begin Supplied information
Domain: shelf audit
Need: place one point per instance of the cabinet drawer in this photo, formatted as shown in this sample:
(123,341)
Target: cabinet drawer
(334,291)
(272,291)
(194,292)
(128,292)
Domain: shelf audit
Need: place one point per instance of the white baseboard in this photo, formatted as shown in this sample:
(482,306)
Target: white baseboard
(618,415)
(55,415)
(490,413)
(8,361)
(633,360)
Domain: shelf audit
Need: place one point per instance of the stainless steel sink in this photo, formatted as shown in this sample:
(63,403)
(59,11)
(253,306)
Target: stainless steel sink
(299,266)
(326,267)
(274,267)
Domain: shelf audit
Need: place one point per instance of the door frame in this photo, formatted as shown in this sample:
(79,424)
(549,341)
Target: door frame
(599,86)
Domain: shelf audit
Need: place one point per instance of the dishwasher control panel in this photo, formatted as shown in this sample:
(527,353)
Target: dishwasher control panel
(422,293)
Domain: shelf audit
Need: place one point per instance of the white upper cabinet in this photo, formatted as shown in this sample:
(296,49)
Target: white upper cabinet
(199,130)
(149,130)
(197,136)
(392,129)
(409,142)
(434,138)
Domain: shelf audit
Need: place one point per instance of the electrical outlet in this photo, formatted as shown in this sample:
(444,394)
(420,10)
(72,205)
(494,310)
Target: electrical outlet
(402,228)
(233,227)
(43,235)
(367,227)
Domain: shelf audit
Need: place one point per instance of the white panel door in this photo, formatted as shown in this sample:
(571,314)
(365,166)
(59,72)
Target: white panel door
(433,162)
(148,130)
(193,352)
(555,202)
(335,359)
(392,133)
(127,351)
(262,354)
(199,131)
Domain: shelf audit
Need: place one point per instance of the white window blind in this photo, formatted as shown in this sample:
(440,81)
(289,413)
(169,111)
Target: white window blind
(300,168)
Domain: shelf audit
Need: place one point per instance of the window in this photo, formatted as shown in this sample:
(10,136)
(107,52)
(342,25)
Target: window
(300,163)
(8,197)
end Supplied information
Reproduce every entry shown above, precisely as it stands.

Domain: shelf audit
Need: place one point per instance of the cabinet drawer in this photo, formatted as shown in this sample:
(123,341)
Target: cabinet drawer
(334,291)
(272,291)
(194,292)
(128,292)
Domain: shelf audit
Need: place one point per instance of the white baseboard in this photo, formatted as shown in this sample:
(482,306)
Target: white baseboard
(618,415)
(55,415)
(490,413)
(8,361)
(633,360)
Domain: shelf audit
Need: place one point per instance of the stainless steel sink in this photo, formatted as shown in this sample:
(63,403)
(59,11)
(253,306)
Target: stainless steel sink
(299,266)
(326,267)
(274,267)
Domain: shelf audit
Need: place one point per instance of the door frame in this photo, formatted as shown in this sample:
(79,424)
(549,341)
Target: door frame
(599,86)
Domain: shelf audit
Need: place one point per instance of the dishwasher control panel in this photo, formatted as shown in this sample:
(527,353)
Target: dishwasher control panel
(422,293)
Domain: shelf audit
Need: place one point per instance of the white upper cabinet in this photo, formatted as shown in this sample:
(296,49)
Target: white upper cabinet
(199,130)
(149,130)
(197,136)
(392,129)
(409,142)
(434,138)
Domain: shelf audit
Need: place one point per instance of the electrical outlet in this photo, formatted as shown in this sample:
(444,394)
(420,10)
(72,205)
(494,310)
Target: electrical outlet
(402,228)
(233,227)
(43,235)
(367,227)
Domain: shelf audit
Need: place one point per instance of the white panel door in this photo, formatted as shown in this sample:
(571,314)
(365,166)
(59,72)
Target: white panel door
(433,162)
(148,130)
(193,352)
(555,202)
(335,359)
(392,133)
(127,351)
(262,354)
(199,131)
Domain: shelf audit
Need: place one point per instance of the white window blind in this photo, formatted as shown in this sample:
(440,81)
(289,413)
(169,111)
Target: white window blind
(300,168)
Domain: shelf audit
Need: place one point per instance of the window in this photo, formatted as shown in this sample:
(10,136)
(107,52)
(342,25)
Target: window
(300,163)
(8,197)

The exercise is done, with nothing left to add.